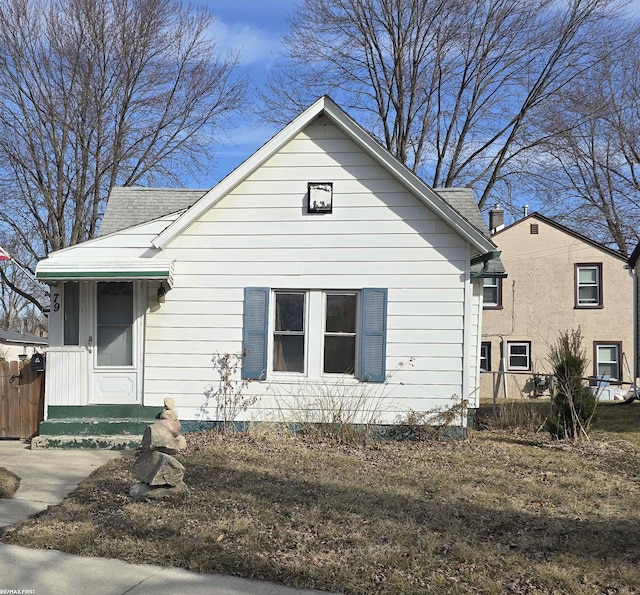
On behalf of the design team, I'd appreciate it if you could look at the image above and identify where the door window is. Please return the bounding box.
[96,282,133,366]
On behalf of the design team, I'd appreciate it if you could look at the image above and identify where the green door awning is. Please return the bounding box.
[36,258,174,285]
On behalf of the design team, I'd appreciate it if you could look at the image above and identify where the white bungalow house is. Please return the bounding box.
[34,97,503,446]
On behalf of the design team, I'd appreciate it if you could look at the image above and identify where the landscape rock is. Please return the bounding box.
[160,408,179,421]
[134,450,185,486]
[157,418,181,436]
[130,399,189,499]
[141,422,181,454]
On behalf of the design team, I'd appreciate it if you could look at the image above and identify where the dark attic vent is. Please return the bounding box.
[530,223,539,235]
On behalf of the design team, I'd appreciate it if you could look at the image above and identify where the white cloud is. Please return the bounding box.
[209,18,282,66]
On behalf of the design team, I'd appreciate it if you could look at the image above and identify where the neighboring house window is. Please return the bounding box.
------------------------------
WHAT THE TASK REQUIRES: Your copy of the listing should match it exactly, apart from the pictures, which are left out.

WRITTEN REPLY:
On behalf of the design team, I'd appreciate it if you could look at the image above and identify where the door window is. Please return the bounding box.
[96,282,133,366]
On behalf of the design team, I'd appreciate it if you could look at the image above and identify where the green door awning is. Please return the bounding box.
[36,258,174,285]
On behalf of the design team, I'd appreciate it if you could look at the image above and identify where the white bungalow house is. Please return the bounding box.
[34,97,503,446]
On behalf of the design team, I'd appreciate it if you could look at the image above and identify where the landscape rock is. Please return the bounding box.
[160,408,179,421]
[134,450,185,486]
[157,418,181,436]
[130,399,189,499]
[141,422,181,454]
On behalf of the design team, I'd appreciate it if you could look at the image above and identify where the dark attic vent is. Please return the bounding box.
[530,223,539,235]
On behalf of the design team, I'd appreciate it if you could look at the image above and identify where the white cloud is. Please return the bounding box.
[209,18,282,66]
On behalf of the design team, I'd appreciate it if you could look at the image above and identify where the neighboring house window is. Please return the bounding box.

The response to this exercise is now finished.